Supplied text:
..........

Financial security versus financial stability

Why is financial security important?

How to build financial security

Key takeaways for building financial security

Whether we like it or not, our financial security dictates a lot of our quality of life. Our income, savings, and expenses inform where we live, what we eat, where our kids go to school, and the risks we are (or aren’t) willing to take. 

When our finances are in order, we feel secure, confident, and in control. When they’re not, financial stress can trigger shame, anxiety, and frustration. It can feel like our entire lives are out of our control. 

Learn more about what financial security is, how it affects our well-being, and how to create it in this article.

What does having financial security mean?

Many people worry about money. Concern over being able to pay for big necessities such as housing, health care, and education, as well as the significant day-to-day expenses such as transportation, meals, hobbies, and kids' activities creates significant stress. 

Financial security doesn't mean that you won't ever feel stress about finances. However, when you are financially secure, you have made decisions that help buffer you against fluctuations in the economy or in your personal job or living situation. Your finances can accommodate changing careers or stepping out of the job for awhile to care for a child or elderly parent. Financial security comes from having a financial cushion for future uncertainty versus just meeting your expenses month to month.

..........

Required task 1:
Please extract every line of the entries that contains the string "receives".
The financial security text has no connection to the entries.

Provided data:

..........

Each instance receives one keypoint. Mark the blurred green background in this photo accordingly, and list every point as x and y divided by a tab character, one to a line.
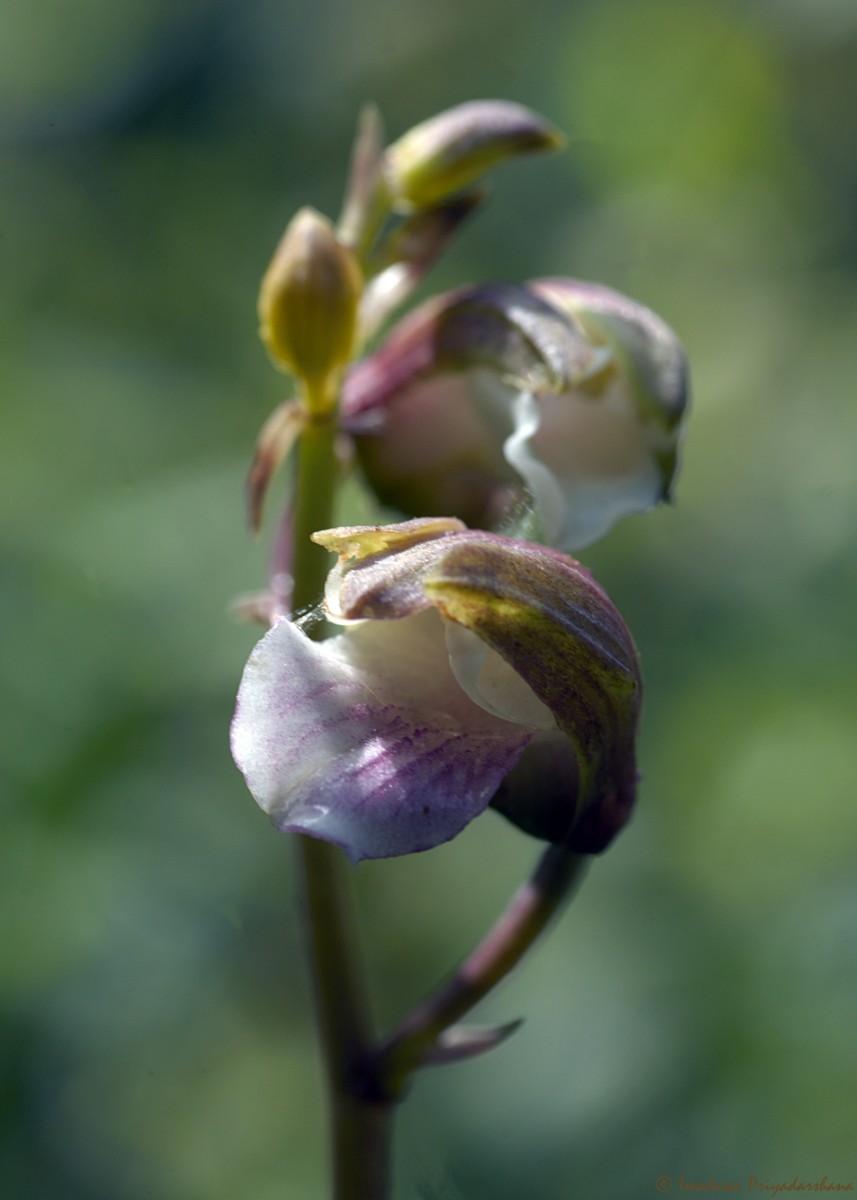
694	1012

..........

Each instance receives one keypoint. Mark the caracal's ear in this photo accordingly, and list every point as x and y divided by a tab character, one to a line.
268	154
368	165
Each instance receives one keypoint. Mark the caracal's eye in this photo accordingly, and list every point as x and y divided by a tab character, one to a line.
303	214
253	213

..........

Required task 2:
Carry on writing the financial security text, starting after its final sentence.

Task result 1:
Each instance receives one keypoint. Mark the blurred green background in this photo accordingly, and list every point as x and y divided by a tab character, one to a line.
Each instance receives one keypoint. Mark the caracal's ear in this photo accordingly, and list every point as x and y divided by a tab character, one to a line.
Each instance receives one keypoint. Mark the caracal's eye in this photo accordingly, and list every point as x and y divided by a tab character, one to a line.

Task result 2:
Financial security typically accumulates (unless you come into a windfall) because it is about the way you approach earning, saving, investing, and spending. It isn't one thing but the combined effect of understanding your personal finances and living within (or below) your means.

Financial security isn’t set at a particular number. It’s possible for anyone to feel financially secure. The best way to think about it is that even if you don’t have a lot of money, you have peace of mind about your personal finances.

Financial security versus financial stability

Financial stability could be thought of as kind of an interim goal before you get to financial security. When you’re financially stable, you have a good understanding of your finances and a source of income that you can rely on. Stability is a good foundational point for growth.

However, financial stability doesn’t necessarily mean that you’re in a position to achieve your long-term goals or take risks. You may still be a little more concerned about money than you’d like to be. Developing financial wellness can have a powerful, positive impact on your overall well-being.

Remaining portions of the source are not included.